Exercise instructions.
**A.** Translate this sentence from the James Franco post into Spanish: "james franco is a hall of mirrors."
**B.** Write one more paragraph for the post about James Franco, picking up after its final sentence.

Study text.
--*--


so, as anderson (and then our crush) asks, is james franco for real? as well as anderson does to demonstrate that franco could actually have all the time and energy necessary for all of his projects, i'm still doubting it. that is, that he's for real. you can read the article and decide for yourself, because i'm not interested in critiquing anderson's methods or his conclusions. whether or not franco gets all of his homework done and whether his professors inflate the quality of his performance in exchange for their programs' celebrity endorsement are immaterial fodder for that rejects pile. anyway, franco apparently has a personal assistant who takes care of ALL of his day to day needs -- and i'm guessing that franco is rich. plus, what i know of his art isn't impressive: that short story that esquire printed really was, as salon.com called it, a [heh] "crush killer." the exciting bit is the realness of the reality we're questioning.

that we're even asking is proof of the complicated performance that celebrity has become at the demand of both the high and pop cultures of staged self-reference. james franco is a hall of mirrors. i've never seen him play his kind of self on general hospital, but his episode of 30 rock, on which he played a celebrity trying to dodge rumors that he's in love with a body pillow much as franco himself has (poorly for as gay as that short story was) been skirting rumors of homosexuality, was funny. james franco's art is on the art of being james franco. anderson acknowledges as much, and rounds out an entire section of his article on franco's obsession with "meta" everything. i'd say that's just your typical post-secondary student, but really who isn't now constantly wondering how convincingly -- or calculatedly unconvincingly -- they're playing themselves on the (sometimes actual) television series of their lives?
--*--
Provided material.

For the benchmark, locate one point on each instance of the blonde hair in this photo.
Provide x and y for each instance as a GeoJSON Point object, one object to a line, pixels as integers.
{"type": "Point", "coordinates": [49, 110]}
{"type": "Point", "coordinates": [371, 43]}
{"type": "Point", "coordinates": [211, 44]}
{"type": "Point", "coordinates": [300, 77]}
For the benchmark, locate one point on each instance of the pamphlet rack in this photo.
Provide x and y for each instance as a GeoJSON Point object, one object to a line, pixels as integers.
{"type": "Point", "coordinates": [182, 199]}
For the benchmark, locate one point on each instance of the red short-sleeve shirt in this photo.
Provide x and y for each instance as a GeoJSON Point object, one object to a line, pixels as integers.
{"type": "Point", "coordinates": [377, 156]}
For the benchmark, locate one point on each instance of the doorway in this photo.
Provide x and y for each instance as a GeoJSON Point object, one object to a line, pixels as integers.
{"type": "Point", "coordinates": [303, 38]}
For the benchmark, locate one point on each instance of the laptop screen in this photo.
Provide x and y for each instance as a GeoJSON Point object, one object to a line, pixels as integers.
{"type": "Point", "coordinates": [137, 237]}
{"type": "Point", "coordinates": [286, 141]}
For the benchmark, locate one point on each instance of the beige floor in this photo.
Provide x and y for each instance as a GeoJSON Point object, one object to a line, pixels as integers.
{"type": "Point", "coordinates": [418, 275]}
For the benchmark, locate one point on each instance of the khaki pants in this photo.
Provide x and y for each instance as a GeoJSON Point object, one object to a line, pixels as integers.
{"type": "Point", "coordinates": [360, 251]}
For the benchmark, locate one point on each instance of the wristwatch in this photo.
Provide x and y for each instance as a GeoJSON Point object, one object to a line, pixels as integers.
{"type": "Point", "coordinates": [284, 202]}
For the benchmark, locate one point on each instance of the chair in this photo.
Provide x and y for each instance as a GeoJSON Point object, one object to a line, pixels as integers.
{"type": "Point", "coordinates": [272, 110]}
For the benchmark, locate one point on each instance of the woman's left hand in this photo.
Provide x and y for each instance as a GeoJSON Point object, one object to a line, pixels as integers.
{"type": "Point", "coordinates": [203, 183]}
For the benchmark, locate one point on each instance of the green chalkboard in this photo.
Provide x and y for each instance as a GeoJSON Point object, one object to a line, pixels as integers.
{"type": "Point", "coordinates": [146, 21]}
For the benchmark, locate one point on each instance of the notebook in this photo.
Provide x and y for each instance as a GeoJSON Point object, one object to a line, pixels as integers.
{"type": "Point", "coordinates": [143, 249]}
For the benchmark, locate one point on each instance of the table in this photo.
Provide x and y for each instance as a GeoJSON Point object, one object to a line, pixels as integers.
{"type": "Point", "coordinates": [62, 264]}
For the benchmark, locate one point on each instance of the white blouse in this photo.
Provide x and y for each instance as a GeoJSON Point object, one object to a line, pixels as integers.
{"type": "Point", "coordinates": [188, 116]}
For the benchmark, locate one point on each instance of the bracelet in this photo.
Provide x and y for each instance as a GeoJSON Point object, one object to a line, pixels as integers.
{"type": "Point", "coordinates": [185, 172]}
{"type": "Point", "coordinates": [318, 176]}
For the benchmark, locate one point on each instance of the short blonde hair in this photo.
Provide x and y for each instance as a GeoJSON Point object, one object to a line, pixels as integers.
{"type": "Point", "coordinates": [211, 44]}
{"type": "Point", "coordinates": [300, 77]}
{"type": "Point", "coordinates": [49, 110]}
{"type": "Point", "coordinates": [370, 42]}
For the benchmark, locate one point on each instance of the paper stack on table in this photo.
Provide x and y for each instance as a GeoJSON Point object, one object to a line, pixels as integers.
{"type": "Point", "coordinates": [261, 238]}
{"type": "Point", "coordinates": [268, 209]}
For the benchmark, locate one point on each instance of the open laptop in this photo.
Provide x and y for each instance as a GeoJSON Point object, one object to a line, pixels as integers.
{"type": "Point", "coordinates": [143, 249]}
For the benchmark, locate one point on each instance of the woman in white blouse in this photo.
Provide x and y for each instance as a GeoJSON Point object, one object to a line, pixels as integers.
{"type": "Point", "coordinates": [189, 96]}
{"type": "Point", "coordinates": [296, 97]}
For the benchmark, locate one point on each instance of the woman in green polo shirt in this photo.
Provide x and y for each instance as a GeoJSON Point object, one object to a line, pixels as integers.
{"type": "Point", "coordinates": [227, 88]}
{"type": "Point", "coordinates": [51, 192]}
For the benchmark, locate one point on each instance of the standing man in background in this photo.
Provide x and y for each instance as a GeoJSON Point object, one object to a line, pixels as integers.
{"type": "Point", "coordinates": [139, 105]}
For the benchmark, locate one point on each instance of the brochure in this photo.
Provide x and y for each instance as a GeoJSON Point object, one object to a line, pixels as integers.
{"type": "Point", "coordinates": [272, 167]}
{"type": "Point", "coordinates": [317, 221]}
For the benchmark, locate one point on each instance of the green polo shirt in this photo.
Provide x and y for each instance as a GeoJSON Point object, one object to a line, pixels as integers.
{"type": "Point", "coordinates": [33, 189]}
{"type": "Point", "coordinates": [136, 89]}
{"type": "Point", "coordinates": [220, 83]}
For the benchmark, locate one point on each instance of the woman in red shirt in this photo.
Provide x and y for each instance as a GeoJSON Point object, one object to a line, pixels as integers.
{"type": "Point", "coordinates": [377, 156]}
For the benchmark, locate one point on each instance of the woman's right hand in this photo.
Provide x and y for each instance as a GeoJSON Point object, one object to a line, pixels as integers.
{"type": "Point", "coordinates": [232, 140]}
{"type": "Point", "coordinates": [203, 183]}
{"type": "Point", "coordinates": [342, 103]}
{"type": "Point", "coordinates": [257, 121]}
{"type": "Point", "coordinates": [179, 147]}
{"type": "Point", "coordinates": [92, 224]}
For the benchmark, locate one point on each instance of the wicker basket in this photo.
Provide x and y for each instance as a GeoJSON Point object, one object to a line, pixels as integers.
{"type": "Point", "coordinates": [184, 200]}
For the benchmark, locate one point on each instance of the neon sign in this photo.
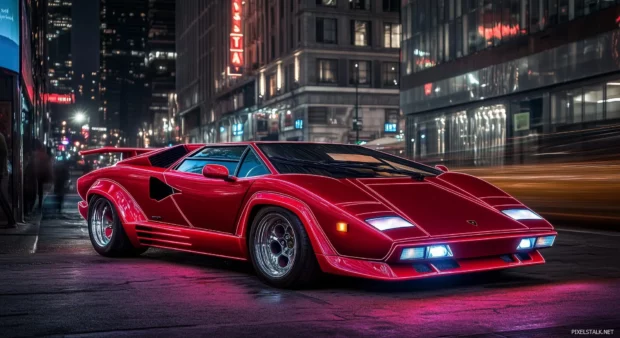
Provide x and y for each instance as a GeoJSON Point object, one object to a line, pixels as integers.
{"type": "Point", "coordinates": [60, 98]}
{"type": "Point", "coordinates": [236, 40]}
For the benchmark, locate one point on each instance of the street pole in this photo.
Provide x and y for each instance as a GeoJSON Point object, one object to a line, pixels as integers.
{"type": "Point", "coordinates": [357, 120]}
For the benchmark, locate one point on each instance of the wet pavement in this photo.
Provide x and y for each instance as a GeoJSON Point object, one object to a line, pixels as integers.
{"type": "Point", "coordinates": [66, 289]}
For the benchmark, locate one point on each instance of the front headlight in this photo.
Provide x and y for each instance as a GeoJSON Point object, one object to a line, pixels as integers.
{"type": "Point", "coordinates": [390, 222]}
{"type": "Point", "coordinates": [521, 214]}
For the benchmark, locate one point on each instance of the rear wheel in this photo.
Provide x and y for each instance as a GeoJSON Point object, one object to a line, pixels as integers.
{"type": "Point", "coordinates": [280, 249]}
{"type": "Point", "coordinates": [106, 231]}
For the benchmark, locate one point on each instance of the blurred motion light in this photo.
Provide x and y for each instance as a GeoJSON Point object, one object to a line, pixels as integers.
{"type": "Point", "coordinates": [521, 214]}
{"type": "Point", "coordinates": [390, 222]}
{"type": "Point", "coordinates": [545, 241]}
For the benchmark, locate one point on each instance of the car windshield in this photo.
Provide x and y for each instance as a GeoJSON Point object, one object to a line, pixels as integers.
{"type": "Point", "coordinates": [341, 161]}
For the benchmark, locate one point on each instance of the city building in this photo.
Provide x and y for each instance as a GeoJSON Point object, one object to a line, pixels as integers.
{"type": "Point", "coordinates": [59, 63]}
{"type": "Point", "coordinates": [23, 108]}
{"type": "Point", "coordinates": [161, 63]}
{"type": "Point", "coordinates": [289, 70]}
{"type": "Point", "coordinates": [87, 96]}
{"type": "Point", "coordinates": [509, 82]}
{"type": "Point", "coordinates": [124, 87]}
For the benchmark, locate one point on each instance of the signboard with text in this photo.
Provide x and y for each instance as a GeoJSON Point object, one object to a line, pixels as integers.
{"type": "Point", "coordinates": [9, 35]}
{"type": "Point", "coordinates": [236, 40]}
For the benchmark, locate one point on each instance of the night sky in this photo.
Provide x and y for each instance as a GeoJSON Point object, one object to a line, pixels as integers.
{"type": "Point", "coordinates": [85, 38]}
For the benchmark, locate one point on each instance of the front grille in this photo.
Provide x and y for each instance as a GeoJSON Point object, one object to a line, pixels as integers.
{"type": "Point", "coordinates": [524, 256]}
{"type": "Point", "coordinates": [422, 267]}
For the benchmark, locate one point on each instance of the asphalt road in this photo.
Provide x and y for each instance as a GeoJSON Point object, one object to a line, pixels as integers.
{"type": "Point", "coordinates": [66, 289]}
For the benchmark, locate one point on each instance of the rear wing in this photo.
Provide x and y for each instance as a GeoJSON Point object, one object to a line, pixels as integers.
{"type": "Point", "coordinates": [125, 152]}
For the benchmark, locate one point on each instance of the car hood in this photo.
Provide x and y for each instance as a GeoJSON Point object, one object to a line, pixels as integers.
{"type": "Point", "coordinates": [436, 210]}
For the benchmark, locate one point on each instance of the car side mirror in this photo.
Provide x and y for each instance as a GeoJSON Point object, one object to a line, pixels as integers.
{"type": "Point", "coordinates": [217, 171]}
{"type": "Point", "coordinates": [442, 168]}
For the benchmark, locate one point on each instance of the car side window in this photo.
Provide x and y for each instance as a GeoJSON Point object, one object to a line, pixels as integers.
{"type": "Point", "coordinates": [252, 166]}
{"type": "Point", "coordinates": [226, 156]}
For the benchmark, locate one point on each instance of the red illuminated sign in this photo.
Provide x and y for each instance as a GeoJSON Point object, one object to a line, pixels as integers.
{"type": "Point", "coordinates": [60, 98]}
{"type": "Point", "coordinates": [428, 89]}
{"type": "Point", "coordinates": [236, 40]}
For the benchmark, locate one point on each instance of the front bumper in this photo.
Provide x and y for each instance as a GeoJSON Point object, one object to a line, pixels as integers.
{"type": "Point", "coordinates": [393, 272]}
{"type": "Point", "coordinates": [471, 254]}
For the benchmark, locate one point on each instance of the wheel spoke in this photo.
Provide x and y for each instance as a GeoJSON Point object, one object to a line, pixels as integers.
{"type": "Point", "coordinates": [274, 245]}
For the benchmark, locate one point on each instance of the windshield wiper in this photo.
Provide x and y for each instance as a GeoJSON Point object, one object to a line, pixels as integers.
{"type": "Point", "coordinates": [350, 166]}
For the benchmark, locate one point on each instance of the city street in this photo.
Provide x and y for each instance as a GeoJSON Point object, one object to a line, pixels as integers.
{"type": "Point", "coordinates": [66, 289]}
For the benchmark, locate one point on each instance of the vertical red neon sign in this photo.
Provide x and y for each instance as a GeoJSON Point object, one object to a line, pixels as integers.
{"type": "Point", "coordinates": [236, 40]}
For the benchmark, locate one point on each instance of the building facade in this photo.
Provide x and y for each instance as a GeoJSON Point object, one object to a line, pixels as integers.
{"type": "Point", "coordinates": [24, 121]}
{"type": "Point", "coordinates": [289, 70]}
{"type": "Point", "coordinates": [495, 82]}
{"type": "Point", "coordinates": [161, 63]}
{"type": "Point", "coordinates": [124, 89]}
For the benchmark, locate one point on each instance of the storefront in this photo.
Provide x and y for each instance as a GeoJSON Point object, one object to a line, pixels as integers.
{"type": "Point", "coordinates": [20, 107]}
--*--
Per-task answers.
**A.** james franco es una galería de espejos.

**B.**
as an undergraduate, i read as much andré gide as i could find in attempts to better understand the influence of his meta-fictional the japanese master of meta-fiction that was the subject of my thesis adviser's dissertation. (here i have to confess to my crush that i once disdained paris for not having marked any of the site's i visited on my self-guided andré gide reality tour). that investigation was thrilling pursuit, and it opened me to wider interests in other disciplines of the humanities. i understand franco's devotion. but now it seems that what was once a tool intended to elucidate the means of artistic and cultural creation and dissemination has become a final artistic and cultural end. the hall of mirrors is just a fun house attraction. we stare down it (or, more correctly maybe, up at it) just to wink at our reflections with the things we've put on the pedestal at its center. and indeed, anderson reads into the winks and shoulder pats he gets from franco even as he's being scorned by the publicity people that made that illusion possible for him in the first place.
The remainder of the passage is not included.